• JOB:
Please reproduce every one of the records below word for word, leaving the pictures out of your answer.

[Stored data]
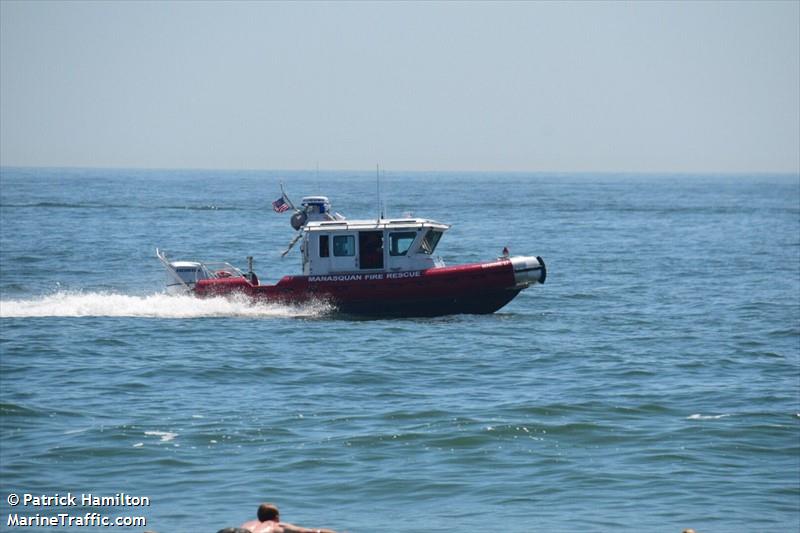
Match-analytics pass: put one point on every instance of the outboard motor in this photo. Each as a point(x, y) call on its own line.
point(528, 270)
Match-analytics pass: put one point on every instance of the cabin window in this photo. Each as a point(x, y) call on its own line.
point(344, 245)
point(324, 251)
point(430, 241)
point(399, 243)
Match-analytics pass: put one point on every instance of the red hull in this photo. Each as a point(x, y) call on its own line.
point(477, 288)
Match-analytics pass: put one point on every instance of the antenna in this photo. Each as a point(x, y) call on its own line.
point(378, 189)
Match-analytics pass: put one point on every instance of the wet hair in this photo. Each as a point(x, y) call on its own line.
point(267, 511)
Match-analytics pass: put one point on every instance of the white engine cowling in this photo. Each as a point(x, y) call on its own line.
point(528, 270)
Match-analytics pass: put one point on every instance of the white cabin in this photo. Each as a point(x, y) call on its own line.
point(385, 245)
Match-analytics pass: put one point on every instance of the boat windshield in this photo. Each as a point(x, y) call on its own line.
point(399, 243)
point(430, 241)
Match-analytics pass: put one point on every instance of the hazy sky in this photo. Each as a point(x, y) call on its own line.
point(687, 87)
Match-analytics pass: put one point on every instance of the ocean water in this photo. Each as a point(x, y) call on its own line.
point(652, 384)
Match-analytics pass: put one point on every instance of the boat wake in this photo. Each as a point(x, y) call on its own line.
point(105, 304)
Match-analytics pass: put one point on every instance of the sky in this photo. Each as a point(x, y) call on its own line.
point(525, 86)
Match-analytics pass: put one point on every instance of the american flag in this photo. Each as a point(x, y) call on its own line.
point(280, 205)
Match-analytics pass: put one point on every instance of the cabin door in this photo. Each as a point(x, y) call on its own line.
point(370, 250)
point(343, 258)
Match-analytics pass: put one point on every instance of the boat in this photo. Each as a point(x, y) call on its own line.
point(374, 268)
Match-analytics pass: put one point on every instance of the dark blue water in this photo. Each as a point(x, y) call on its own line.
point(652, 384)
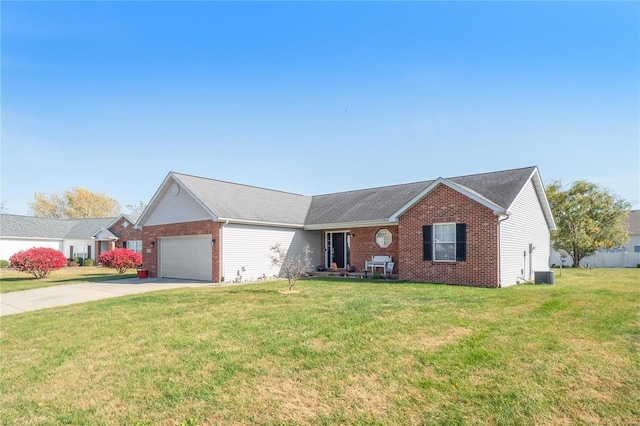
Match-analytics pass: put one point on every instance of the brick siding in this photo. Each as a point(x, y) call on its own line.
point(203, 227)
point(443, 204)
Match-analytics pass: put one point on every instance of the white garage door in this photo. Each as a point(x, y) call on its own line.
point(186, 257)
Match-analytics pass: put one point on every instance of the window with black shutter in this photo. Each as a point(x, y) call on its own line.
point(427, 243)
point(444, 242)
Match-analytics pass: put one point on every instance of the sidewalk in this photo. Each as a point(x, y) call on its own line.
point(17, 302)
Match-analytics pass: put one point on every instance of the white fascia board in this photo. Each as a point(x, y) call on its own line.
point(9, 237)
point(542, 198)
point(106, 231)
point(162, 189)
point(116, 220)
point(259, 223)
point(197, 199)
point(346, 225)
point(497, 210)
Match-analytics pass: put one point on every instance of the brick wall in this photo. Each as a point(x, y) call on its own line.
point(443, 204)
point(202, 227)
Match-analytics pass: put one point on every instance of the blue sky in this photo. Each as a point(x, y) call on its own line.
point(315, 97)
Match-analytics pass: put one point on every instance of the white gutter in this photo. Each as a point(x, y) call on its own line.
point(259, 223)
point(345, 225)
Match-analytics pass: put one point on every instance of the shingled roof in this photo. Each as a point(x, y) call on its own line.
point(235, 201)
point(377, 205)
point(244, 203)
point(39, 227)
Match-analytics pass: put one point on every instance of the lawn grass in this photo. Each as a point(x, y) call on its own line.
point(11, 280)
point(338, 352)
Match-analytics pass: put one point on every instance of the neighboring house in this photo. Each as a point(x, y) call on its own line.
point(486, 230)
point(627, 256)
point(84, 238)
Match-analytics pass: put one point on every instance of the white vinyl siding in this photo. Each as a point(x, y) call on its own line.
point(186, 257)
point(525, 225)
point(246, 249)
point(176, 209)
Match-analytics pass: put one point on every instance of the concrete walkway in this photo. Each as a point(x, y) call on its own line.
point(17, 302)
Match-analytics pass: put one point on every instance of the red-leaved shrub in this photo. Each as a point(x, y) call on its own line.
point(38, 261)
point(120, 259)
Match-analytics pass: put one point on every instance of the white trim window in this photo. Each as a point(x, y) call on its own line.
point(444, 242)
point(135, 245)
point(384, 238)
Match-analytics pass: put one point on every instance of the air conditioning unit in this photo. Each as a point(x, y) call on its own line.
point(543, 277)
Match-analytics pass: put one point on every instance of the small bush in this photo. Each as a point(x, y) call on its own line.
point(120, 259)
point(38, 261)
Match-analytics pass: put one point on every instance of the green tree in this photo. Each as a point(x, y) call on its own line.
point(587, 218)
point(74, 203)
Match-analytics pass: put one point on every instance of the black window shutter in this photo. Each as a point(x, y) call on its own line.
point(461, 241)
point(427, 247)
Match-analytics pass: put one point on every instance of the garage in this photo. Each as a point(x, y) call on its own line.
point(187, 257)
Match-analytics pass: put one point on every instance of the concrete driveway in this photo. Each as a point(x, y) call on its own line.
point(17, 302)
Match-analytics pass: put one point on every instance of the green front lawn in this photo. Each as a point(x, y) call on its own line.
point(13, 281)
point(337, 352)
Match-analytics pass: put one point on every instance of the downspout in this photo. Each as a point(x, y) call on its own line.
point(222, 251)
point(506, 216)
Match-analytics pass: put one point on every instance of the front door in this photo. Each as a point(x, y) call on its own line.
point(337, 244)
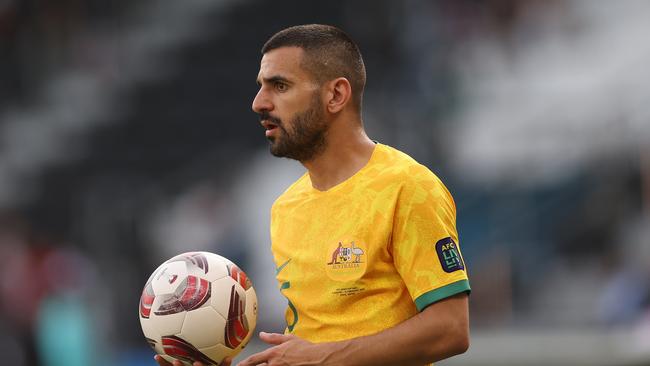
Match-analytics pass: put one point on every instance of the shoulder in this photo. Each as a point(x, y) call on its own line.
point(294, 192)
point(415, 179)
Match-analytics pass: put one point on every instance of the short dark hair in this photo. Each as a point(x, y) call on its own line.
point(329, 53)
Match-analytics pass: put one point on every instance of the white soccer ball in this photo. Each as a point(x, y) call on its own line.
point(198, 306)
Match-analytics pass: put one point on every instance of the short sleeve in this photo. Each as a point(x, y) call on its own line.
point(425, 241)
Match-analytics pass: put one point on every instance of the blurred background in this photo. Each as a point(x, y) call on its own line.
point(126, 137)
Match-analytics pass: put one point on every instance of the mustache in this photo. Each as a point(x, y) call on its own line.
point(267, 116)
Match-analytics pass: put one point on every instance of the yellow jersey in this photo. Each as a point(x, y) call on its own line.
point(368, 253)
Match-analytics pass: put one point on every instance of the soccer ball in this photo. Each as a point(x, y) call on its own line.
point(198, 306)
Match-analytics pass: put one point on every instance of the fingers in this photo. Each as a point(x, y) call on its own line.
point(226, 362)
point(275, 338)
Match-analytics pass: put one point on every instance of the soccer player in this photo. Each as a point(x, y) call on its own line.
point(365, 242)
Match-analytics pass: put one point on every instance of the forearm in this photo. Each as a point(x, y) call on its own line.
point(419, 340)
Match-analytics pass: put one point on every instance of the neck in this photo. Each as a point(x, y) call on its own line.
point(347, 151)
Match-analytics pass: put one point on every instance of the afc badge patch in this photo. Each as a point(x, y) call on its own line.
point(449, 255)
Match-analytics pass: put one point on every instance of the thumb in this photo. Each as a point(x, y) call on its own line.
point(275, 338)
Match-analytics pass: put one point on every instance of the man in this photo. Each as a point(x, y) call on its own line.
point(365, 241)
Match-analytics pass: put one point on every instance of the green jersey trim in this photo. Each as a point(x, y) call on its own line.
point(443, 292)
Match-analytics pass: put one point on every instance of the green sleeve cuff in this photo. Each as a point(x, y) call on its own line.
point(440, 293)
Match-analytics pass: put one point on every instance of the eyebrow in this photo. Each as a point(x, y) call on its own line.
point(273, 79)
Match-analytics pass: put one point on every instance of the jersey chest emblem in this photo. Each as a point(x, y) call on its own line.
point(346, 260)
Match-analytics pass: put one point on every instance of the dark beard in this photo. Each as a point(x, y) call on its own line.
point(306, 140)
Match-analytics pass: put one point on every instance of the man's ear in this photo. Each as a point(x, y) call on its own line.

• FINISHED TASK:
Match-analytics pass: put one point on every instance of the outboard motor in this photo. Each as a point(x, y) call on its own line.
point(528, 270)
Match-analytics pass: put one point on every instance of the cabin window in this photo. Each as a point(x, y) call on its own line.
point(344, 245)
point(324, 251)
point(430, 241)
point(399, 243)
Match-analytics pass: put one point on every instance of the red hull in this photo. Each as a point(x, y) call on its own line.
point(477, 288)
Match-analytics pass: put one point on every instance of the antenna in this photo. Each as a point(x, y) call on its own line.
point(378, 189)
Match-analytics pass: put one point on every instance of the wet hair in this photo. Each as a point(x, y) call on its own line.
point(267, 511)
Match-analytics pass: put one point on every instance of the white engine cowling in this photo. Each as a point(x, y) call on its own line.
point(528, 270)
Match-analytics pass: put one point on every instance of the white cabin in this photo. Each as a point(x, y) call on its own line.
point(385, 245)
Match-analytics pass: put one point on every instance of the boat windshield in this photo. Each as a point(x, y) call on its own line.
point(399, 243)
point(430, 241)
Match-analytics pass: put one point on every instance of the hazy sky in this photo. Each as a point(x, y) call on its own line.
point(687, 87)
Match-analytics pass: put one point on every instance of the ocean water in this photo. Each as a point(x, y) call on its own line.
point(652, 384)
Match-analytics pass: put one point on every instance of the boat wake in this photo. Each as a point(x, y) call on its own line.
point(105, 304)
Match-analytics pass: put one point on every instance of the sky in this photo. Each as a point(x, y) call on its own line.
point(525, 86)
Match-analytics pass: put one point on every instance of the american flag in this photo. Each as a point(x, y) call on its own line.
point(280, 205)
Match-analytics pass: put one point on every instance of the cabin door in this photo. Each as a point(x, y) call on its own line.
point(370, 250)
point(343, 258)
Match-analytics pass: put one point on every instance of the boat in this photo. Each as a point(x, y) call on its own line.
point(374, 268)
Match-analytics pass: put one point on every instance of the dark blue water in this photo. Each as a point(x, y) call on its own line.
point(652, 384)
Match-analytics pass: put one point on every instance of the brick siding in this photo. Each as a point(x, y) call on its own line.
point(203, 227)
point(443, 204)
Match-analytics pass: put one point on every instance of the white garage door in this photo. Each as a point(x, y) call on its own line.
point(186, 257)
Match-analytics pass: put one point on every instance of the window with black shutter in this photo. Each as a point(x, y) call on its own line.
point(427, 243)
point(444, 242)
Match-analytics pass: put one point on every instance of the sidewalk in this photo. Each as a point(x, y) call on its own line.
point(17, 302)
Match-analytics pass: put one point on every instance of the white fascia board in this photo. Each as a point(x, y) call on its own line.
point(9, 237)
point(542, 198)
point(106, 231)
point(162, 189)
point(116, 220)
point(259, 223)
point(197, 199)
point(346, 225)
point(497, 210)
Match-analytics pass: put one point on every instance of the brick wall in this photo. Each as a point(x, y) call on its own line.
point(443, 204)
point(202, 227)
Match-analytics pass: put one point on every instance of the blue sky in this photo. Each as a point(x, y) call on its own line.
point(315, 97)
Match-analytics pass: put one point on every instance of the white gutter in this photo. Each as a point(x, y) call on its own line.
point(259, 223)
point(345, 225)
Match-analytics pass: put one point on every instance of the shingled roof in this photo. Each as a point(x, y) call on its own line.
point(235, 201)
point(377, 205)
point(244, 203)
point(39, 227)
Match-analytics pass: put one point on every instance of the lawn grass in this photo. Each as a point(x, y) call on its own line.
point(11, 280)
point(338, 352)
Match-analytics pass: put one point on every instance of the neighboring house in this photo. Each as a point(x, y) call on its own line.
point(486, 230)
point(627, 256)
point(84, 238)
Match-analytics pass: put one point on every instance of the white vinyl siding in this photo. Each as a point(x, y) call on its own line.
point(186, 257)
point(525, 225)
point(246, 249)
point(176, 209)
Match-analytics pass: put one point on every instance of the concrete walkway in this photo. Each as a point(x, y) call on its own line.
point(17, 302)
Match-analytics pass: put one point on every instance of the red-leaved shrub in this photo. Each as a point(x, y) call on its own line.
point(38, 261)
point(120, 259)
Match-analytics pass: put one point on every instance of the white trim window in this photo. Each as a point(x, y) call on its own line.
point(444, 242)
point(135, 245)
point(384, 238)
Match-analytics pass: put one point on every instance of the air conditioning unit in this photo. Each as a point(x, y) call on its own line.
point(543, 277)
Match-analytics pass: put one point on every instance of the small bush in this photo. Each as a point(x, y) call on its own line.
point(120, 259)
point(38, 261)
Match-analytics pass: put one point on every instance of the green tree in this photo. Each as a point(x, y) call on its own line.
point(587, 218)
point(74, 203)
Match-analytics pass: put one point on every instance of the black window shutter in this photo. Each as a point(x, y) call on its own line.
point(461, 241)
point(427, 247)
Match-analytics pass: put one point on every instance of the garage in this photo. Each as a point(x, y) call on its own line.
point(187, 257)
Match-analytics pass: put one point on every instance of the concrete driveway in this photo. Each as a point(x, y) call on its own line.
point(17, 302)
Match-analytics pass: put one point on every instance of the green front lawn in this photo. Each as a point(x, y) call on its own line.
point(13, 281)
point(337, 352)
Match-analytics pass: put one point on every instance of the downspout in this photo. Each as a point(x, y) call on its own line.
point(222, 251)
point(506, 216)
Match-analytics pass: put one point on every instance of the front door in this photo. Each as a point(x, y) call on its own line.
point(337, 244)
Match-analytics pass: put one point on every instance of the shoulder in this photo. Each as a point(x, y) call on its own line.
point(294, 192)
point(415, 179)
Match-analytics pass: put one point on every instance of the short dark hair in this photo. Each as a point(x, y) call on its own line.
point(329, 53)
Match-analytics pass: put one point on every instance of the white soccer ball in this photo. Each as a point(x, y) call on its own line.
point(198, 306)
Match-analytics pass: put one point on every instance of the short sleeve in this photo. Each as a point(x, y) call on its own line.
point(425, 241)
Match-analytics pass: put one point on every instance of the blurred background in this photo. Each as a point(x, y) call on its own line.
point(126, 137)
Match-analytics pass: put one point on every instance of the mustache in this photo. Each as a point(x, y) call on its own line.
point(267, 116)
Match-analytics pass: put one point on every instance of the yellow jersey in this photo. Each as a point(x, y) call on its own line.
point(368, 253)
Match-analytics pass: put one point on every instance of the soccer ball in this photo. Each as a point(x, y) call on its own line.
point(198, 306)
Match-analytics pass: put one point on every instance of the fingers in this photo. Each as a point(x, y) call on its own line.
point(226, 362)
point(275, 338)
Match-analytics pass: put one point on every instance of the soccer player in this photo. Each as a point(x, y) call on its own line.
point(365, 242)
Match-analytics pass: put one point on every instance of the forearm in this photo. Each as a point(x, y) call on its own line.
point(419, 340)
Match-analytics pass: put one point on every instance of the neck in this photo. Each as a point(x, y) call on its own line.
point(347, 151)
Match-analytics pass: put one point on every instance of the afc badge patch in this photo. Each as a point(x, y) call on its own line.
point(449, 255)
Match-analytics pass: put one point on every instance of the thumb in this photo. Each as a point(x, y) call on its own line.
point(275, 338)
Match-analytics pass: put one point on every instance of the man in this photo. Each as a point(x, y) call on its own line.
point(365, 241)
Match-analytics pass: put one point on every instance of the green jersey trim in this photo. Each as a point(x, y) call on its own line.
point(443, 292)
Match-analytics pass: put one point on every instance of the green sleeve cuff in this photo. Each as a point(x, y) call on its own line.
point(440, 293)
Match-analytics pass: put one point on every instance of the eyebrow in this photo. Each as a point(x, y) call on its own line.
point(273, 79)
Match-analytics pass: put one point on every instance of the jersey chest emblem in this photo. Each as a point(x, y) call on its own line.
point(346, 260)
Match-analytics pass: put one point on every instance of the dark beard in this photo. Each as a point(x, y) call on its own line.
point(306, 140)
Match-analytics pass: put one point on every instance of the man's ear in this photo. Each as a point(x, y) call on its own line.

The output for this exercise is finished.